_Passage to read_.
-*-*-
Building a personal deep learning environment with GPU acceleration for computer vision with Docker

Introduction:

In my first post, I would like to share my personal build environment which I use for my computer vision projects. But, why Docker? That too on a PC? Well, in short: It is easy to manage :P. Lets say you are building a development environment on your host machine and you install a new pacakge and suddenly your OS is wrecked! well… good luck with it. To solve this, docker provides a light weight, isolated and reproducable environment. If something goes wrong remove the image and build again with a single command VOILA! Ok No more small talks, lets dive into building the environment. We will build the environment in Ubuntu-16.04

TLDR : All the codes to setup the environment are present in my github repo dockerfiles. Feel free to clone and use it.

My host machine:

I use acer predator helios-300 with Ubuntu-16.04 installed. This laptop is a steal for a price tag of approximately $1000. It is highly recommended and economical for personal deep learning projects! and well obviously gaming :P.

Hardware specs:

GPU - NVIDIA GTX-1060 - 6GB memory
RAM - 16GB
Disk space - 1TB (firecuda)
Processor - Intel i7 - 7th generation

Breaking the ice:

First things first. We need to install Docker CE. Next we need to install nvidia-docker. It is a thin wrapper around Docker from Nvidia since, Docker Engine does not natively support NVIDIA GPUs with containers.
-*-*-
_Data lines_.
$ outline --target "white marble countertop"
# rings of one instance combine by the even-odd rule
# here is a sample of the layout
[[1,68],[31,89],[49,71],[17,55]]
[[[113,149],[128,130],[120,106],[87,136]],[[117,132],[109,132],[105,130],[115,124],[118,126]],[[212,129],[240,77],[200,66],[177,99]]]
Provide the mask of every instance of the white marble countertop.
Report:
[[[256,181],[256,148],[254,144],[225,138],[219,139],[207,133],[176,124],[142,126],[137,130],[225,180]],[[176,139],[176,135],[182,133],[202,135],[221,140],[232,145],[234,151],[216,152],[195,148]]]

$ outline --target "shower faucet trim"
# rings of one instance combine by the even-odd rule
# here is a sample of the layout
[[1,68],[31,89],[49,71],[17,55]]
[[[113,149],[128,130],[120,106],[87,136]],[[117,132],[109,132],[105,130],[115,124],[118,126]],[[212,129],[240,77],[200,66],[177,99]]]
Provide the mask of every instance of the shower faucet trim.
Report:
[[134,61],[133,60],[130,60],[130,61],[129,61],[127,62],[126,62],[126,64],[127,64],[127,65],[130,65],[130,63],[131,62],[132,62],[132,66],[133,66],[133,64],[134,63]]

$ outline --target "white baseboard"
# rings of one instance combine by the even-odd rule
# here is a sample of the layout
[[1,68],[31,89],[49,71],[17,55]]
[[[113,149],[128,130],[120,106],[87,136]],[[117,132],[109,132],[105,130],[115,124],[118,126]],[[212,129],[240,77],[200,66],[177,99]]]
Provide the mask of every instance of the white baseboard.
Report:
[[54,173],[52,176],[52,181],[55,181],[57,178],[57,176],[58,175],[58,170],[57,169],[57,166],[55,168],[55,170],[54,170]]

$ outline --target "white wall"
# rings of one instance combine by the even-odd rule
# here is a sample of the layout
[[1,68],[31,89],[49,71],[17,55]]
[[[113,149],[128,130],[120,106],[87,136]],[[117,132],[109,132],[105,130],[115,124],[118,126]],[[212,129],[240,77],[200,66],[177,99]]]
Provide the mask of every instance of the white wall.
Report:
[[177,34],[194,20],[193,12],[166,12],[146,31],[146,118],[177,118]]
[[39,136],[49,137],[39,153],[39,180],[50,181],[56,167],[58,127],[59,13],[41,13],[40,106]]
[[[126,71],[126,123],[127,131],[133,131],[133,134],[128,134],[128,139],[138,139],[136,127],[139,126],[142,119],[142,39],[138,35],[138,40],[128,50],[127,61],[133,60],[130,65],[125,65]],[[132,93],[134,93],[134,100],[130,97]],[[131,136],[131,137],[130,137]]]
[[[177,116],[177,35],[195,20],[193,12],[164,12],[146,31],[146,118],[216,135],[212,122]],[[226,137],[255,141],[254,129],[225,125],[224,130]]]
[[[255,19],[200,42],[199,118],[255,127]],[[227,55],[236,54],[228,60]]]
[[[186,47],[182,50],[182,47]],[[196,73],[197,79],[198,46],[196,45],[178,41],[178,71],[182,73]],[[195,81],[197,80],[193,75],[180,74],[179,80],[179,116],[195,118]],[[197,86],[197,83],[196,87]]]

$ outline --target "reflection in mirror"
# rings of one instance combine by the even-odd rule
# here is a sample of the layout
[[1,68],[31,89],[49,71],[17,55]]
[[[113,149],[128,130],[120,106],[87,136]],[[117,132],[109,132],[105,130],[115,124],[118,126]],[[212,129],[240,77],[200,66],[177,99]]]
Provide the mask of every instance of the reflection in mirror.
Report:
-*-*-
_Tasks to carry out_.
**1)** Translate this sentence from the Docker setup post into Spanish: "It is a thin wrapper around Docker from Nvidia since, Docker Engine does not natively support NVIDIA GPUs with containers."
**2)** Print the part of the Docker setup post that opens with the words containing "In my first" and closes with "and use it.".
**3)** According to the Docker setup post, which GPU does the author's host machine have?

_Answers_.
**1)** Es un envoltorio ligero de Docker creado por Nvidia, ya que Docker Engine no admite de forma nativa las GPU de NVIDIA con contenedores.

**2)**
In my first post, I would like to share my personal build environment which I use for my computer vision projects. But, why Docker? That too on a PC? Well, in short: It is easy to manage :P. Lets say you are building a development environment on your host machine and you install a new pacakge and suddenly your OS is wrecked! well… good luck with it. To solve this, docker provides a light weight, isolated and reproducable environment. If something goes wrong remove the image and build again with a single command VOILA! Ok No more small talks, lets dive into building the environment. We will build the environment in Ubuntu-16.04

TLDR : All the codes to setup the environment are present in my github repo dockerfiles. Feel free to clone and use it.

**3)** An NVIDIA GTX-1060 with 6GB of memory.